◆ Excerpt:
▶

I always wrote, even when working as a full-time physician. Coming home from the hospital in the middle of the night to a quiet house, husband and children sleeping, writing was my way of decompressing—that and playing classic Doom (more modern ones make me motion sick!) I had a few short stories and essays published, including an essay that was awarded honorable mention in Best American Essays. But that period of my life didn’t give me time for full-length manuscripts. We moved from across the country, step by step, and I continued to write. In 2010, I worked a full but abnormally exhausting day, went home for the weekend, and on Monday was in the ER as a patient and found to have stage IV lymphoma. What followed was massive chemotherapy and then a stem-cell transplant. It took a decade to come back from the treatment and the resultant profound fatigue, not to mention the years of decreased mental functioning. After a while, I began writing again, now with all the time in the world. My writing steadily improved as my brain fog lessened, until, I moved back East during the pandemic to find the house that had been lovingly photographed, thoroughly inspected, to be a near-unlivable dump with a duckweed-covered, muck-bottom, broken-pump pond in the back. Under Water is the novel that pond inspired.

◀

◆ Instructions to follow: Resume the author's account of writing through illness and the pond that inspired Under Water, starting after its last sentence.

◆ Dataset extract:
▶

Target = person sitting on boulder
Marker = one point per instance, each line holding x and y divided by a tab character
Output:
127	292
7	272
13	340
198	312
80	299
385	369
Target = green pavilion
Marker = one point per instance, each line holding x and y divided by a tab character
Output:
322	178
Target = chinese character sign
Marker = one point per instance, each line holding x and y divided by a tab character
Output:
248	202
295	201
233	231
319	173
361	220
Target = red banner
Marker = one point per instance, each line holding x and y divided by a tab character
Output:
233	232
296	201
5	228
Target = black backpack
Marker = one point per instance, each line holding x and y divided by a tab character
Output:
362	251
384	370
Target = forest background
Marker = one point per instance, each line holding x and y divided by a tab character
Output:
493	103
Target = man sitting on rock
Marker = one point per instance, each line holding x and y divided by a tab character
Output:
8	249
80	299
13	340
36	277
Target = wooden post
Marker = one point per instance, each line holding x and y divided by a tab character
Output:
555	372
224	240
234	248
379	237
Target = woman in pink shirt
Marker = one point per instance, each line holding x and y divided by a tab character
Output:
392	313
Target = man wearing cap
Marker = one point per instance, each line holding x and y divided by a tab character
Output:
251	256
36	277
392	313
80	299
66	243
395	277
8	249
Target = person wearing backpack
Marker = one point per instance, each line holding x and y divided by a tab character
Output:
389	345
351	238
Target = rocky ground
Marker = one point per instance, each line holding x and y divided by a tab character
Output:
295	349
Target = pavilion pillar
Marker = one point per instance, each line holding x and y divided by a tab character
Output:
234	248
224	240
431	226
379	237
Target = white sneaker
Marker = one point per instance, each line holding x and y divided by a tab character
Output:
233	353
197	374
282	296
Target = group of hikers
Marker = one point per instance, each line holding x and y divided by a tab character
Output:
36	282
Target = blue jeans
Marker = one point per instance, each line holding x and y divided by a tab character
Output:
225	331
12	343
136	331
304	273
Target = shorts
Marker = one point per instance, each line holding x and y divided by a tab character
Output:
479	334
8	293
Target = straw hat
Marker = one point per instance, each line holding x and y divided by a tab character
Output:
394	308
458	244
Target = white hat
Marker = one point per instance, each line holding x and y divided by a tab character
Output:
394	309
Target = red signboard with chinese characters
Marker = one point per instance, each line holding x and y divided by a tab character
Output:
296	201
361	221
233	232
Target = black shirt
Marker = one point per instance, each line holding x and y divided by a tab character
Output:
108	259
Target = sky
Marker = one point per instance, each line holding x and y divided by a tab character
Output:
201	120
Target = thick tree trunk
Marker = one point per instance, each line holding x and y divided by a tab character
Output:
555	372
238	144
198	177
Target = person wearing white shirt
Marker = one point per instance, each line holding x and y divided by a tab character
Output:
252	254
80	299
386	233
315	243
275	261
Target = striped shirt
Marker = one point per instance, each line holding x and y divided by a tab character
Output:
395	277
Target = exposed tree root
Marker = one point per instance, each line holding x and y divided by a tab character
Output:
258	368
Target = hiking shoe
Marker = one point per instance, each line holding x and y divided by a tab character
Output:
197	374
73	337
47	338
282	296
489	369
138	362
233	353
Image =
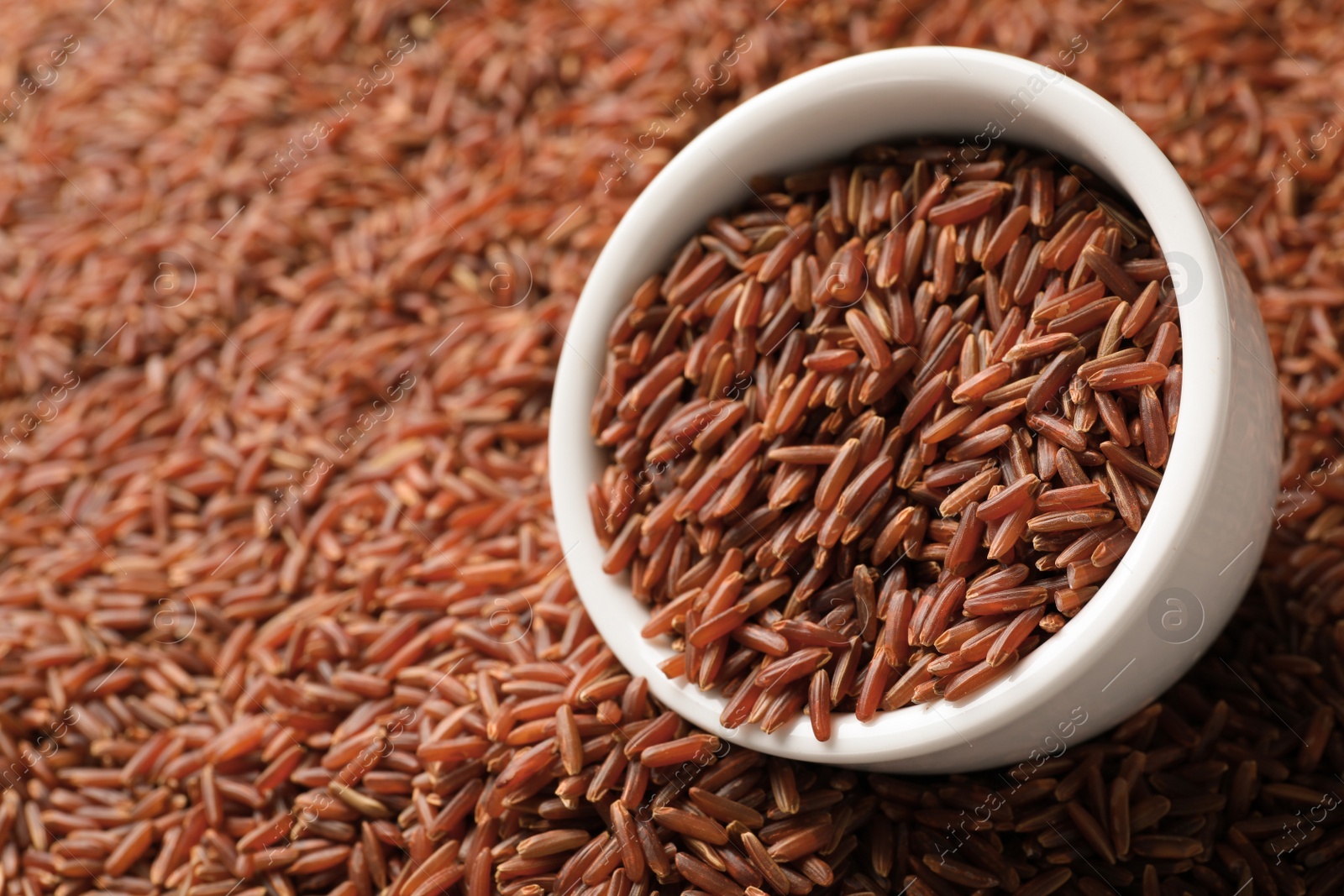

◀

◆ Exercise response:
There are a lot of similarities between myself and the protagonist, Iris, in my book Under Water, and there are also a lot of differences. We’re both married for a long time. Both bought a house sight unseen across the country during the pandemic, moving an unwilling spouse and a German shepherd. We both had trauma in our lives, but there the similarities end. Iris’s story, the renovation of her house and marriage, along with the intertwined tale of Aoife and Thomas, is certainly the best thing I’ll ever write.
BIOGRAPHY:
Rachel Callaghan, novelist, award-winning essayist, and ex-short story writer, author of Under Water, and former editor of In Posse on WebDelSol, learned a thing or two about traumatic circumstances and the emotional and psychological damage they cause. Starting Hahnemann Medical College (now part of Drexel University) when only 1/11 students in her class were women, she startled the administration by choosing to have a child her senior year. Even the teaching physicians were put off-balance: one ordered Dr. Callaghan from rounds for being visibly pregnant, as that might scare the patients. Post medical school, she had Internal Medicine, OB-GYN, and ER training and experience, working until her career was cut short when she was diagnosed with stage IV lymphoma. A stem-cell transplant was the cure. What followed was a decade of profound fatigue which left her mourning the loss of patients she loved as friends. The treatment for that was writing about people and making them come alive on the page. Besides writing, she is now a wife, mother, serial home renovator, dog and cat owner, and former traveler who circled the globe at age 21. Dr. Callaghan’s rich life has been instrumental in shaping her fiction.